===== Task data =====

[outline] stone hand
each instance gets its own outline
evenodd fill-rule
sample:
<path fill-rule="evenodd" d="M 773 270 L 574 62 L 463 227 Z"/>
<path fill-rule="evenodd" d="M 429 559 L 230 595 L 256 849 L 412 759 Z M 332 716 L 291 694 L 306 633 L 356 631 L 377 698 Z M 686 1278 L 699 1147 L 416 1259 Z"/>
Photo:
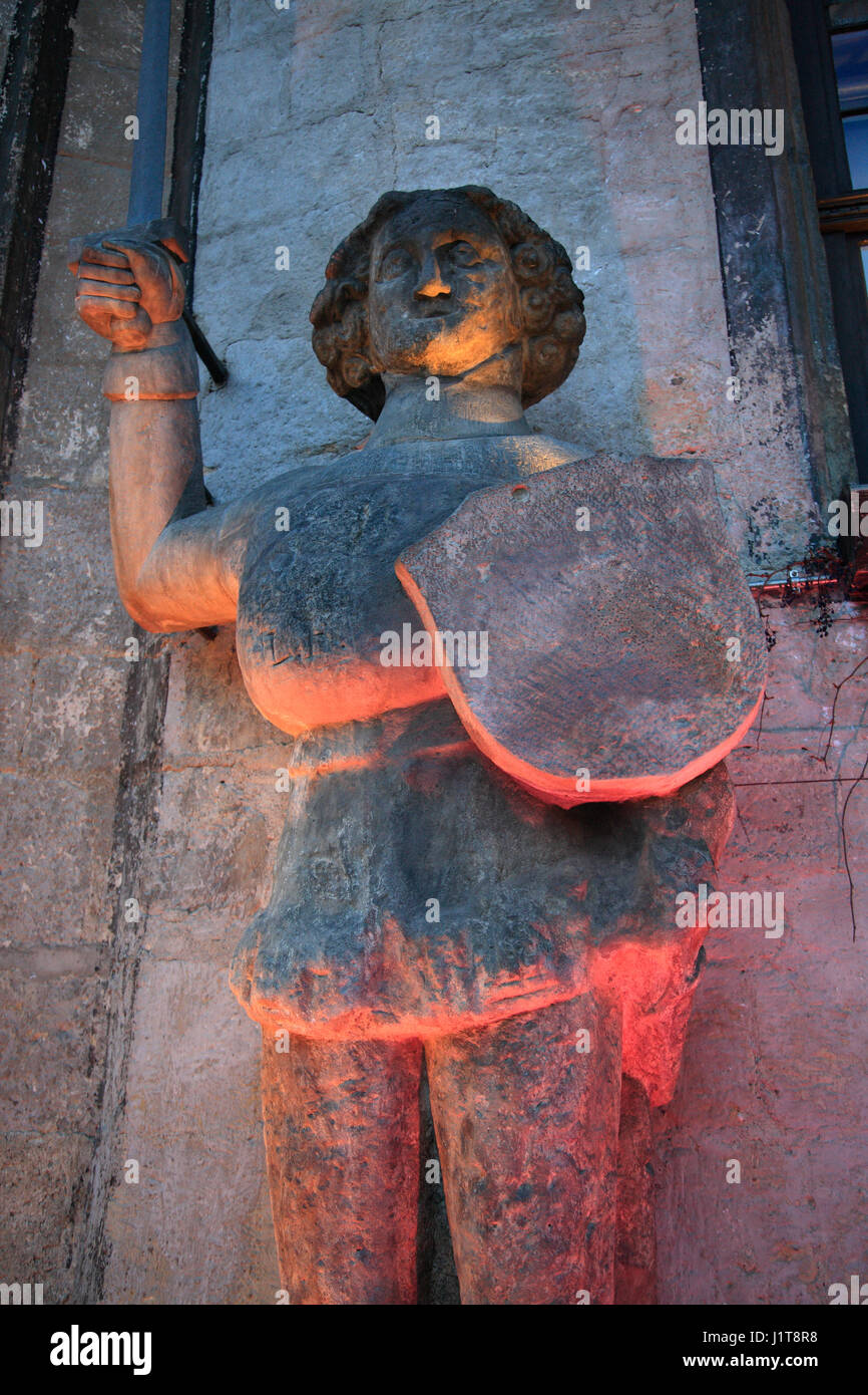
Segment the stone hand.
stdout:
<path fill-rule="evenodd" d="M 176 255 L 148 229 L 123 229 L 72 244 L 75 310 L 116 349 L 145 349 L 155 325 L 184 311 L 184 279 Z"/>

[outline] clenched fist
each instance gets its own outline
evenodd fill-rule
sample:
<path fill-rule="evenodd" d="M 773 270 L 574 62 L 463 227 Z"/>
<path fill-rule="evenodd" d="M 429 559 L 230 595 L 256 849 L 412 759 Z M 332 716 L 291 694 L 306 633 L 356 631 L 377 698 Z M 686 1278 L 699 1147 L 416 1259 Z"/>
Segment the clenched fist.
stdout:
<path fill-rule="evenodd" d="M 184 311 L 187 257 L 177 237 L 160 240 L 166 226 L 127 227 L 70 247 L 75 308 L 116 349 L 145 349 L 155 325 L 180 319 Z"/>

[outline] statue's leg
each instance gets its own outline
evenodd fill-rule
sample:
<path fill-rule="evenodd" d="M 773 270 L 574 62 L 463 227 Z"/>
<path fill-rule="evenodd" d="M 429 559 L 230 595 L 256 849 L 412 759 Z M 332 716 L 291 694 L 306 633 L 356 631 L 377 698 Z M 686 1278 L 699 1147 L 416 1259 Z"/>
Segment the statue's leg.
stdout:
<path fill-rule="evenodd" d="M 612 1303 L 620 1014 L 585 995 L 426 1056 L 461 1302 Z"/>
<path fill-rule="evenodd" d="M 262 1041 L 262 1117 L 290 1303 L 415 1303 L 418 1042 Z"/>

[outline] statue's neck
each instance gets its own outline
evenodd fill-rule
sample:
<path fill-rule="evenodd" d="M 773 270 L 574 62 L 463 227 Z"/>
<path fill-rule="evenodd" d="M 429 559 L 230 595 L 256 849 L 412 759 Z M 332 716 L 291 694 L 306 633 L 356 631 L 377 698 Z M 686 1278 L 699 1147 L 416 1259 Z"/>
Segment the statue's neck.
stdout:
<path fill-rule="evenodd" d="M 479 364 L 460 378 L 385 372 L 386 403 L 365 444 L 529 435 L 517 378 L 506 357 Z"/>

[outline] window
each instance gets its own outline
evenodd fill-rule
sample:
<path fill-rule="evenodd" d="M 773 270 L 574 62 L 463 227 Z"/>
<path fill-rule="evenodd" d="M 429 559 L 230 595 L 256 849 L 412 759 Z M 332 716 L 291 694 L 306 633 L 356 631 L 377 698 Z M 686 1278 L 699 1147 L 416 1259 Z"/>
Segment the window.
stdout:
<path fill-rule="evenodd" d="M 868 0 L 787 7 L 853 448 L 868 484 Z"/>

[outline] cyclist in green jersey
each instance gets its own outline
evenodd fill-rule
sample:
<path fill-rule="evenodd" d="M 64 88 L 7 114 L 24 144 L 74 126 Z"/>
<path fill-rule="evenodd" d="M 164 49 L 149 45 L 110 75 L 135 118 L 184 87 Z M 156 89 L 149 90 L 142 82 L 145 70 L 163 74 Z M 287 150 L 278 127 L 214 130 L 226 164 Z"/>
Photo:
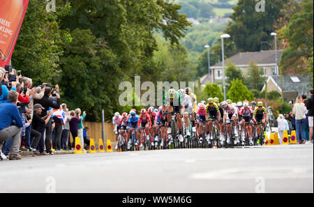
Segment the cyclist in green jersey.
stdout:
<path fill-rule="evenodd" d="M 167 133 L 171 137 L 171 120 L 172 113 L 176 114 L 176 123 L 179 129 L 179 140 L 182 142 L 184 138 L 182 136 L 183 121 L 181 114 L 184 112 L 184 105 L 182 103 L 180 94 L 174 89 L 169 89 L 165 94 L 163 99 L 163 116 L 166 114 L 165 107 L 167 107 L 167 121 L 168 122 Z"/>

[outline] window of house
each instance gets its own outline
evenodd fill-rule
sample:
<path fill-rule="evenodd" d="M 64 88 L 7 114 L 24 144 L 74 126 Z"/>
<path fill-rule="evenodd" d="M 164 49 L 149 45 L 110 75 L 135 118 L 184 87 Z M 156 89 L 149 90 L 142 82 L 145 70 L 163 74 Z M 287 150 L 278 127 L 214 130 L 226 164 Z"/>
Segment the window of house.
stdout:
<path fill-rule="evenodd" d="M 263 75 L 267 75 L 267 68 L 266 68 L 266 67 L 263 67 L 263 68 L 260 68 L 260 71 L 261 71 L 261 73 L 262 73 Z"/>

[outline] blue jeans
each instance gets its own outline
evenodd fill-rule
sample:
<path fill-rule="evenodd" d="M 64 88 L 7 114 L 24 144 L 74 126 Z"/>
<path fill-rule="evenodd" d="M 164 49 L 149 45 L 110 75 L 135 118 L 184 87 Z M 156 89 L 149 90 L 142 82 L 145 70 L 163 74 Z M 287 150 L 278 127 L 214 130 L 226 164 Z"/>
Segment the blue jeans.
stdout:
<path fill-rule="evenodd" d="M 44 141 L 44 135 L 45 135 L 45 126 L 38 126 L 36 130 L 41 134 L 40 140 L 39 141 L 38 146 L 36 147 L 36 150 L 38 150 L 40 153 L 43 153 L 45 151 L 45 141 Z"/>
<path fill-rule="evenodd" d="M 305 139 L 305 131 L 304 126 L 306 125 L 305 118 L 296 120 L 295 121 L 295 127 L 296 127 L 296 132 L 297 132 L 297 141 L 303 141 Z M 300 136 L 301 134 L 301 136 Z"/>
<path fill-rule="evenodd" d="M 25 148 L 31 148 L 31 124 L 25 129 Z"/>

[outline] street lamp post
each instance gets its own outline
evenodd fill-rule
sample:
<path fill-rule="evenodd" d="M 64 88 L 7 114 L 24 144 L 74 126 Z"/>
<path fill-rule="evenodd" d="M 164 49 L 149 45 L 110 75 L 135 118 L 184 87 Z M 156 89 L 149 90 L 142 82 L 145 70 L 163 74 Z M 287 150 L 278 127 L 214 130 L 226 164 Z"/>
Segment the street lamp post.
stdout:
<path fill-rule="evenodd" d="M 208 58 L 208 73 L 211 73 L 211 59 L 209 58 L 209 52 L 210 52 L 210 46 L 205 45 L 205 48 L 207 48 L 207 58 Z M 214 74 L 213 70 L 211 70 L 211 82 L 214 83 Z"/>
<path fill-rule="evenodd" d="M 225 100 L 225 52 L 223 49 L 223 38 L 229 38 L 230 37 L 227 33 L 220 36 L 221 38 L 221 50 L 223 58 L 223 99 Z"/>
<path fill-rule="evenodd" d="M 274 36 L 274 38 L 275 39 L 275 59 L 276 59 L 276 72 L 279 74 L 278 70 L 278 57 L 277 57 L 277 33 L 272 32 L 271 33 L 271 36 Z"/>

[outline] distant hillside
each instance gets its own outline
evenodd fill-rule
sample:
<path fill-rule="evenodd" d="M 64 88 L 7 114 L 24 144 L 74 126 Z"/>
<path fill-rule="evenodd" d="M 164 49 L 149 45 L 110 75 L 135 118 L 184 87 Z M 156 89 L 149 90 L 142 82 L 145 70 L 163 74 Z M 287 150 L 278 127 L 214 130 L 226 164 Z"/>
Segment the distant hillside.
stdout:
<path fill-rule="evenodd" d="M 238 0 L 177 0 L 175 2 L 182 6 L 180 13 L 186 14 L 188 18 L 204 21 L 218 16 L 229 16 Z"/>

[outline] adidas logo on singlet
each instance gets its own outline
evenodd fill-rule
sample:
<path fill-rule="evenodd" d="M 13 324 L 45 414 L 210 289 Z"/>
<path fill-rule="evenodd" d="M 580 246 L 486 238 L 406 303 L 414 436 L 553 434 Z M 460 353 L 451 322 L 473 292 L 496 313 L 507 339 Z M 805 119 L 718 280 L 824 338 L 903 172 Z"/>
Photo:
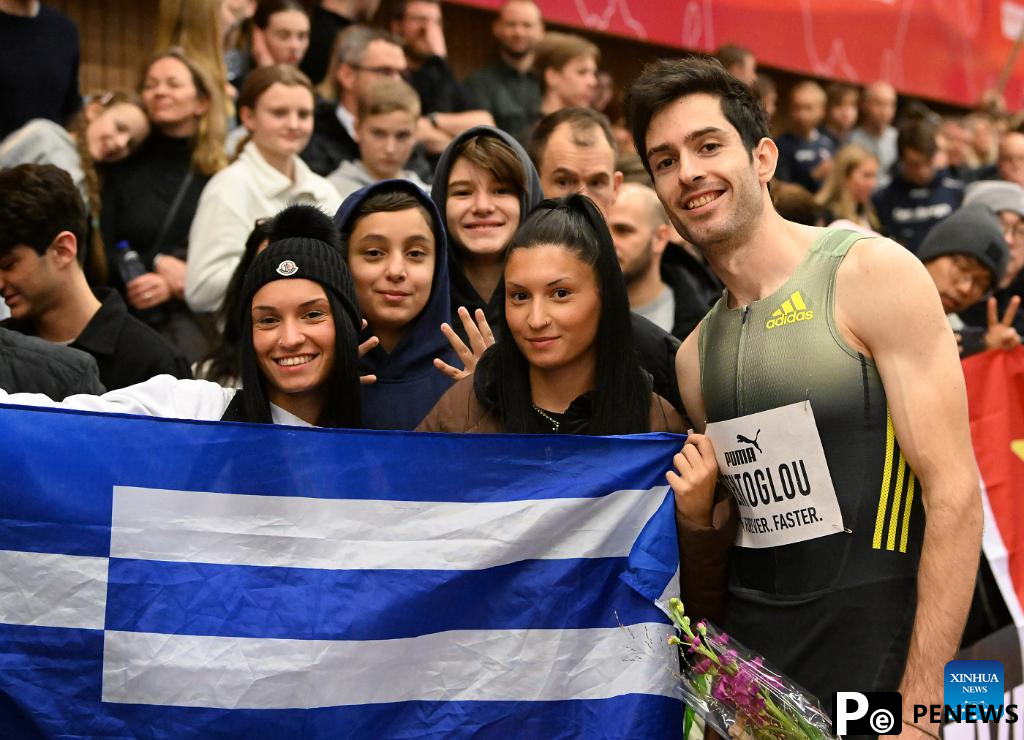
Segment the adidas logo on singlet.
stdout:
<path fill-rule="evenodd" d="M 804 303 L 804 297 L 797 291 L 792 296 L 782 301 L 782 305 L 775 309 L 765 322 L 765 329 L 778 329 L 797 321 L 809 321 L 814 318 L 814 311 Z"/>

=====

What the task requires - Every line from the one containing "[outline] adidas logo on singlet" through the last line of the data is to be retyped exactly, with nothing added and no pictures included.

Exercise response -
[outline] adidas logo on singlet
each instance gets its own outline
evenodd fill-rule
sample:
<path fill-rule="evenodd" d="M 13 324 L 45 414 L 210 289 Z"/>
<path fill-rule="evenodd" d="M 580 246 L 486 238 L 406 303 L 414 436 L 553 434 Z M 460 353 L 451 322 L 473 292 L 496 313 L 507 339 Z M 805 119 L 718 280 L 824 338 L 903 172 Z"/>
Photo:
Segment the adidas logo on singlet.
stdout:
<path fill-rule="evenodd" d="M 804 303 L 804 297 L 797 291 L 792 296 L 782 301 L 782 305 L 775 309 L 765 322 L 765 329 L 778 329 L 797 321 L 809 321 L 814 318 L 814 311 Z"/>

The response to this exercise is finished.